§ **Excerpted passage**:
Bores have light surface rust. I scrubbed them down with some lube and a green 3m pad to try to scrub as much off as possible then I wiped them down with ATF to try to protect them. After measuring going to have to at a minimum hone them, but I dont know what the practical limit of honing is vs. boring... also dont know if honing will clean up any rust pitting, which I dont really think there is, just surface rust that hopefully I caught in time and stopped...


Measured out the block and most bores were 4.0019-4.0021 and were fairly square. Smallest I think was 4.0015 and largest was 4.0025... So I cant use a factory pull out piston, my PTW will be to much, especially after honing. So ill likely have to bump to at least a 4.005 piston if not a 4.010 piston. Im thinking they can hone .003 to get to 4.005(or slightly plus or minus depending on piston measurements). If it has to go to 4.010 then I am sure that requires boring and a lot more cash outlay.

Looking at Mahle Powerpack 4032 pistons. Dont need a 2618 piston and I dont want to deal with cold piston slap, extra wear from running larger PTW, etc... so a 4032 piston will work great for an NA road race setup.
 
Got my block from my buddy that picked them up in Houston a few weeks ago... He paid $500 per... I thought that was a good deal. Then his car broke at the track on Saturday morning first session and he drove my car almost all weekend... End of weekend I said "I need to zelle you the cash for the block" and he said "just send me $300 cause I drove your car all weekend"... fuckin deal...

Needs to be tanked.



Bores have light surface rust. I scrubbed them down with some lube and a green 3m pad to try to scrub as much off as possible then I wiped them down with ATF to try to protect them. After measuring going to have to at a minimum hone them, but I dont know what the practical limit of honing is vs. boring... also dont know if honing will clean up any rust pitting, which I dont really think there is, just surface rust that hopefully I caught in time and stopped...

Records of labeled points
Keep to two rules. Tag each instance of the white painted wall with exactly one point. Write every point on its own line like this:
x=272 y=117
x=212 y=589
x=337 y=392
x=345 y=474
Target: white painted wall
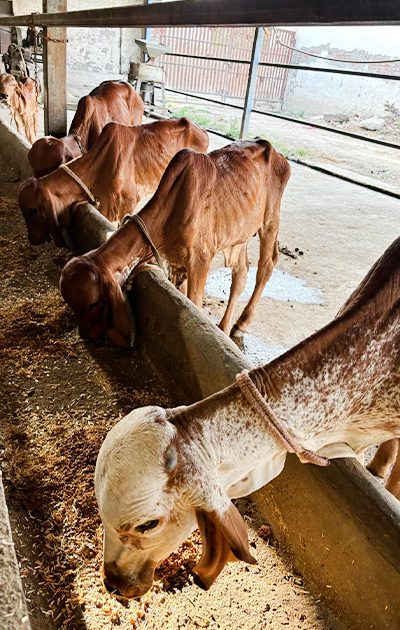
x=93 y=54
x=318 y=93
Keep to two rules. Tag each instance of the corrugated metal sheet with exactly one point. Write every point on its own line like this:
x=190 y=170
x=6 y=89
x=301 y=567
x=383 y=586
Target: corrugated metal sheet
x=221 y=78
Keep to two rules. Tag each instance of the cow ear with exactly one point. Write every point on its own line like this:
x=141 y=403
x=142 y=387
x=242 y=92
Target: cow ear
x=224 y=539
x=118 y=324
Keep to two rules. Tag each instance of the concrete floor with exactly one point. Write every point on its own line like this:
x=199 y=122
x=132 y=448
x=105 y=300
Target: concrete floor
x=342 y=229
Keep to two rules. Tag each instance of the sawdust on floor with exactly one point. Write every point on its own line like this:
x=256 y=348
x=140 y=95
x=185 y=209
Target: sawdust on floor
x=58 y=398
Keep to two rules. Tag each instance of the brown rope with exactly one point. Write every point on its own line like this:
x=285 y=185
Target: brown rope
x=274 y=425
x=141 y=225
x=74 y=176
x=78 y=141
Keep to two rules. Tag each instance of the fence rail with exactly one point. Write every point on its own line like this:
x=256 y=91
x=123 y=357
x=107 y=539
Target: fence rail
x=212 y=60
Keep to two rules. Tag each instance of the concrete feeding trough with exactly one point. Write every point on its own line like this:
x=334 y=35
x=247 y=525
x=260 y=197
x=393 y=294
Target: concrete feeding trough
x=339 y=527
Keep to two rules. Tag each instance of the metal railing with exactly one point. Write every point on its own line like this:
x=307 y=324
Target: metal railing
x=250 y=106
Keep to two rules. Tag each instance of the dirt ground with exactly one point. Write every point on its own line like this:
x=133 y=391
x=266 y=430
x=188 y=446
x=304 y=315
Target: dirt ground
x=58 y=399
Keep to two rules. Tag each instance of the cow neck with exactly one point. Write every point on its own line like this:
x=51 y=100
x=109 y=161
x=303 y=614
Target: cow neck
x=76 y=147
x=124 y=249
x=335 y=393
x=82 y=168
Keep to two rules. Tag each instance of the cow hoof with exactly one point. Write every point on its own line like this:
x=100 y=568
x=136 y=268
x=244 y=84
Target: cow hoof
x=236 y=333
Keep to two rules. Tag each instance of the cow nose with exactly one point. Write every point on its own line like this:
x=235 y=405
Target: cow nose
x=111 y=589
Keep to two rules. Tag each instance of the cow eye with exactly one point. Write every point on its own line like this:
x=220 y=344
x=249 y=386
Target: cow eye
x=148 y=525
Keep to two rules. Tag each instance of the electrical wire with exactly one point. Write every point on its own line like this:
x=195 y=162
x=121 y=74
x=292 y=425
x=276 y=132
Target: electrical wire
x=303 y=52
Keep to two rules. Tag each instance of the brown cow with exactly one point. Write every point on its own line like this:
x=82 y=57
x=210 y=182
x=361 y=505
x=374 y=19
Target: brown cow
x=125 y=164
x=161 y=472
x=21 y=99
x=204 y=204
x=386 y=464
x=111 y=101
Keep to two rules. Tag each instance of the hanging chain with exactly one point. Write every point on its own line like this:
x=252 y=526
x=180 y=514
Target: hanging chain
x=31 y=24
x=35 y=62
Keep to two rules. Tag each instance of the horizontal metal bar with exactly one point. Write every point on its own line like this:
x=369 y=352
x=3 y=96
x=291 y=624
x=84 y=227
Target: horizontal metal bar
x=224 y=13
x=201 y=98
x=292 y=66
x=332 y=129
x=295 y=120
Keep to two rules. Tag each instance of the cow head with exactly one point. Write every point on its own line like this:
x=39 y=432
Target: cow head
x=47 y=154
x=153 y=488
x=8 y=86
x=96 y=297
x=38 y=207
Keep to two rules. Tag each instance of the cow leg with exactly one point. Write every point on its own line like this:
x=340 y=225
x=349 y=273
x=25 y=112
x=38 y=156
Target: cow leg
x=197 y=270
x=19 y=123
x=393 y=483
x=183 y=287
x=29 y=131
x=239 y=277
x=269 y=253
x=384 y=458
x=36 y=123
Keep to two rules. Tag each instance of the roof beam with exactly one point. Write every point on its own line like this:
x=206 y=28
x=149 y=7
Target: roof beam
x=224 y=13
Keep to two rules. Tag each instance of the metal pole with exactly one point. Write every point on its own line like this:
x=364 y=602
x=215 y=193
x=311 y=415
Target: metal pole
x=225 y=13
x=55 y=73
x=252 y=81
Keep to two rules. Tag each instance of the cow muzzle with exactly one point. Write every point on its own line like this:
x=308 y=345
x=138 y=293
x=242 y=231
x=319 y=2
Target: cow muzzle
x=122 y=586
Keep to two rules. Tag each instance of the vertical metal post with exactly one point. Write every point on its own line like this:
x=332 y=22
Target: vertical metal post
x=147 y=30
x=252 y=80
x=55 y=73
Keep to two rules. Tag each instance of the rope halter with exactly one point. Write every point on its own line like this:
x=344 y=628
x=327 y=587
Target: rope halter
x=80 y=183
x=260 y=405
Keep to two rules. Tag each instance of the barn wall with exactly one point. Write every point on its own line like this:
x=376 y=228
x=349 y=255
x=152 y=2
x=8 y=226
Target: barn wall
x=319 y=93
x=93 y=54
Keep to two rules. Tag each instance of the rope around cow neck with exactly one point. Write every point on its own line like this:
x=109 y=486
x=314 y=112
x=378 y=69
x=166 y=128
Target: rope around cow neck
x=260 y=405
x=78 y=141
x=142 y=227
x=80 y=183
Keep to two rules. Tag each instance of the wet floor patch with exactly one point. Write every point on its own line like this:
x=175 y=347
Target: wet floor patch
x=282 y=286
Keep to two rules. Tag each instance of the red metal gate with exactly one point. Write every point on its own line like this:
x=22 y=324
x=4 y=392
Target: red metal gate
x=224 y=79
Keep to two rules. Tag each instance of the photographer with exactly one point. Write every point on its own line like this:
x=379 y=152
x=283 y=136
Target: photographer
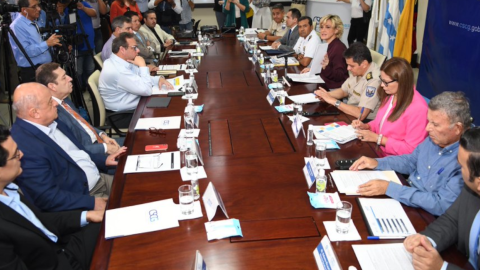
x=28 y=34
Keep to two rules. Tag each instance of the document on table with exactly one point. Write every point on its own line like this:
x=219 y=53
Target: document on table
x=304 y=98
x=305 y=77
x=383 y=256
x=142 y=218
x=159 y=162
x=348 y=181
x=385 y=218
x=170 y=122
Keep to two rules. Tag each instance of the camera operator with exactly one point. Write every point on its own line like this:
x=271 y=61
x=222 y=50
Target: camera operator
x=85 y=64
x=28 y=34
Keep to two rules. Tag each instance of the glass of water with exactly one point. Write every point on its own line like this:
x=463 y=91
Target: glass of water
x=344 y=214
x=192 y=162
x=320 y=154
x=185 y=196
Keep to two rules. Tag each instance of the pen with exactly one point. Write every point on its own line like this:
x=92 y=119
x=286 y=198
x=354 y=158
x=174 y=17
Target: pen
x=378 y=221
x=361 y=113
x=384 y=237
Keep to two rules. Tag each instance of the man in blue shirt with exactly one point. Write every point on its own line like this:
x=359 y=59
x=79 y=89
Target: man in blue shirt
x=28 y=34
x=435 y=175
x=34 y=240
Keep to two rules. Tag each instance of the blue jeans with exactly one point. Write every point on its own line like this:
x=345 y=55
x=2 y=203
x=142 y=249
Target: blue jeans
x=187 y=26
x=85 y=67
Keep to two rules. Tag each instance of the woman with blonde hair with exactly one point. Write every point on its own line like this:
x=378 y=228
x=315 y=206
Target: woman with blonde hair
x=402 y=117
x=334 y=68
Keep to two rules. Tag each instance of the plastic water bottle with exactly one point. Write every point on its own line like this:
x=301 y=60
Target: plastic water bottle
x=321 y=181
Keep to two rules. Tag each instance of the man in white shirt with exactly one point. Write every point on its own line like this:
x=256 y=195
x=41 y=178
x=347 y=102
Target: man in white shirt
x=120 y=24
x=307 y=43
x=125 y=77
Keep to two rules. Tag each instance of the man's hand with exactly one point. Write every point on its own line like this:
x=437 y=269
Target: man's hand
x=110 y=161
x=95 y=216
x=364 y=163
x=373 y=188
x=426 y=257
x=168 y=42
x=100 y=204
x=324 y=95
x=325 y=61
x=138 y=61
x=305 y=70
x=54 y=40
x=163 y=82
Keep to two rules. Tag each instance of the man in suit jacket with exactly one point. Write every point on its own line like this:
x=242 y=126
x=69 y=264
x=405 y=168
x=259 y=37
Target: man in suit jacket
x=288 y=41
x=58 y=172
x=59 y=83
x=460 y=225
x=30 y=239
x=154 y=33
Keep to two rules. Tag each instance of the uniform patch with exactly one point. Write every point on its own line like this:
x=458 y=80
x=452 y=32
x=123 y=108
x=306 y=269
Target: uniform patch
x=370 y=91
x=369 y=76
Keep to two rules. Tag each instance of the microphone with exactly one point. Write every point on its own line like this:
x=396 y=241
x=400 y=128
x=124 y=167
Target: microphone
x=285 y=54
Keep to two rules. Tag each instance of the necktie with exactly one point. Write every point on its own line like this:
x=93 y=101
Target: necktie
x=79 y=118
x=474 y=238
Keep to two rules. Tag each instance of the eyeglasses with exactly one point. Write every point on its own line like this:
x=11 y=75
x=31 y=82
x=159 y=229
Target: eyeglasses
x=157 y=132
x=386 y=83
x=17 y=155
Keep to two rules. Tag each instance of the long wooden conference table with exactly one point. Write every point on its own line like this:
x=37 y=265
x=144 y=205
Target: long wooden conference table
x=255 y=163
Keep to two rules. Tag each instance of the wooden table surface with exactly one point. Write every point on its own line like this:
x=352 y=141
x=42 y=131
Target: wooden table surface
x=255 y=163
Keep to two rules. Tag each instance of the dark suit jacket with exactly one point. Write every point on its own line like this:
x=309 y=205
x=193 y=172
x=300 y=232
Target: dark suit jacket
x=50 y=178
x=454 y=226
x=288 y=44
x=24 y=246
x=78 y=130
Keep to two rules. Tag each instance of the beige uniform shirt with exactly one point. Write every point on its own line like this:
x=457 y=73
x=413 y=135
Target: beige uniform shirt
x=363 y=91
x=278 y=29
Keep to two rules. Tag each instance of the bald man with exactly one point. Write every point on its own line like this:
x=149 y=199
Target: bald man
x=58 y=172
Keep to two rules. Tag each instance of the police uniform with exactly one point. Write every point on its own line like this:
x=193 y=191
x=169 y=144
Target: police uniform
x=307 y=46
x=364 y=91
x=278 y=29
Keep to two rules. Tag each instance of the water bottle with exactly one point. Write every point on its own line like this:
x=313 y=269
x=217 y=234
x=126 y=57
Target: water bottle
x=310 y=135
x=321 y=181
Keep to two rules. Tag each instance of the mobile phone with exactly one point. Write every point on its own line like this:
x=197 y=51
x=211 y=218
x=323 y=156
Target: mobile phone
x=156 y=147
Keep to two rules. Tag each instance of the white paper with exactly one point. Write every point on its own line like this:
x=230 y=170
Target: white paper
x=325 y=166
x=383 y=256
x=352 y=234
x=212 y=200
x=348 y=181
x=386 y=217
x=304 y=98
x=325 y=256
x=201 y=174
x=142 y=218
x=197 y=212
x=131 y=165
x=170 y=122
x=196 y=132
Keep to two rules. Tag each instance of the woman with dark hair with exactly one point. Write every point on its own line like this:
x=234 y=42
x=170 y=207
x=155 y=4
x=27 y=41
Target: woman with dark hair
x=119 y=7
x=401 y=120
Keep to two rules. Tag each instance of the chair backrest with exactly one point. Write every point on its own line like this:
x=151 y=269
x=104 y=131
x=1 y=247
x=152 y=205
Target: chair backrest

§ **Goal of the exercise**: Reproduce the engine block post between "Got my block" and "to be tanked.", inclusive. The rows above stand apart from the engine block post.

§ **Correct response**:
Got my block from my buddy that picked them up in Houston a few weeks ago... He paid $500 per... I thought that was a good deal. Then his car broke at the track on Saturday morning first session and he drove my car almost all weekend... End of weekend I said "I need to zelle you the cash for the block" and he said "just send me $300 cause I drove your car all weekend"... fuckin deal...

Needs to be tanked.